Work instruction 1 ->
Decide whether each statement below agrees with the text on APD90 and VERP. For (a), (b) and (c), answer yes or no and quote the words of the text that decide it.
(a) In normokalaemic hearts, the functions relating APD90 and VERP passed through the origin.
(b) Hypokalaemia lowered the values of θ.
(c) The largest values of θ appeared in hearts paced at the shortest BCLs.
Work instruction 2 ->
Please answer these questions from the text on APD90 and VERP, one line each:
(a) Which three kinds of studies do these findings extend?
(b) What range is given for the longest BCLs?
(c) Under which conditions did lidocaine abolish the directly proportional relationship between APD90 and VERP?
Work instruction 3 ->
Resume the text on APD90 and VERP, picking up right after its final sentence.

Source text ->

* * * * * * * * *

A statistical analysis suggested that the relationships between APD90 and VERP varied along linear functions in normokalaemic hearts. Furthermore, the functions consistently passed through the origin, excluding any necessity for additional constant terms, and did so with gradients of near unity. Together these findings extend previous results from murine [19], canine [13], and human [20] studies. The various relationships between APD90 and VERP could then be described by critical angles, θ unique to each case for all BCLs. We demonstrate for the first time that hypokalaemia disrupted these simple linear relationships and additionally significantly increased all values of θ at all BCLs. Furthermore, the largest values of θ were observed in hearts paced at the longest BCLs (140–180 ms), which were in turn associated with the highest incidences of arrhythmic activity. Treatment of both normokalaemic and hypokalaemic hearts with lidocaine resulted in significantly lower θ values than were obtained in the absence of the drug, again at all BCLs. This paralleled its antiarrhythmic effect in hypokalaemic hearts. However, under normokalaemic conditions, lidocaine abolished the directly proportional relationship between APD90 and VERP and could thereby exert a rate-limiting effect in vivo at short BCLs.

* * * * * * * * *

Data ->
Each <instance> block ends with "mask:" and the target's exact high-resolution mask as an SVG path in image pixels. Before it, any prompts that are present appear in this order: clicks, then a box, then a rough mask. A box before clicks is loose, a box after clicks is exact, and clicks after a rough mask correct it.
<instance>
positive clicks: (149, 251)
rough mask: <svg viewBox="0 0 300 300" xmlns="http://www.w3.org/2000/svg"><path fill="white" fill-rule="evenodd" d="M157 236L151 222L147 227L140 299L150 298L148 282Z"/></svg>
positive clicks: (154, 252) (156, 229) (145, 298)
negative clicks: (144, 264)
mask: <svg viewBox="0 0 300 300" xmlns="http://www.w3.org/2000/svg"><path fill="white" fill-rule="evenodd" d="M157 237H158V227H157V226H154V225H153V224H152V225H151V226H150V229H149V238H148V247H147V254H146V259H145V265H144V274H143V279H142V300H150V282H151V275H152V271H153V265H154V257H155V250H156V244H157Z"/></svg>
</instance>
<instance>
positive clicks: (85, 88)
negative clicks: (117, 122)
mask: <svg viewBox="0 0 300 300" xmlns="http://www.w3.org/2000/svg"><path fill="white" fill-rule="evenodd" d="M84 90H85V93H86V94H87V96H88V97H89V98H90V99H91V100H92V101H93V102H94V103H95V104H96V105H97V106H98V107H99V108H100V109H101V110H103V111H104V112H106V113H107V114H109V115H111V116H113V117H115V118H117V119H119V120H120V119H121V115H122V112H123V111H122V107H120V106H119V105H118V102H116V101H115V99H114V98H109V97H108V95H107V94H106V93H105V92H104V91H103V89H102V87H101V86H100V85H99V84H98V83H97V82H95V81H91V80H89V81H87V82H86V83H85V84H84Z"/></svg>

* * * * * * * * *

Task result 1 ->
(a) Yes: "the functions consistently passed through the origin"
(b) No: "significantly increased all values of θ at all BCLs"
(c) No: "the largest values of θ were observed in hearts paced at the longest BCLs (140–180 ms)"

Task result 2 ->
(a) Murine, canine, and human studies
(b) 140–180 ms
(c) Normokalaemic conditions

Task result 3 ->
In summary, using an experimental model we successfully replicated the clinical effects of BCL on arrhythmogenicity and in particular the association between bradycardia and arrhythmogenesis [1, 10, 28, 33, 43, 45, 49, 50, 55]. This led to the development of criteria predictive of such arrhythmogenicity that compared local and transmural, epicardial and endocardial relationships between APD90 and VERP. Such an approach agrees with and extends previous criteria for arrhythmogenicity invoking transmural repolarization gradients expressed through the relationship between epicardial and endocardial APD90 values [17, 51]. Such criteria have been shown to predict arrhythmogenicity in murine models of the congenital long QT syndrome type 3 (LQT3) [51] and of hypokalemia [17, 38]. However, these studies were restricted to a single BCL. Furthermore, LQT3 results from a Na+ channel mutation and therefore produces proportionate prolongations of APD90 and VERP [51]. Hence, in LQT3 the transmural relationships between APD90 and VERP would be expected to be in direct agreement with the transmural differences in action potential repolarization time. This contrasts with situations illustrated in the present paper where APD90 and VERP sharply diverge, particularly in the presence of lidocaine.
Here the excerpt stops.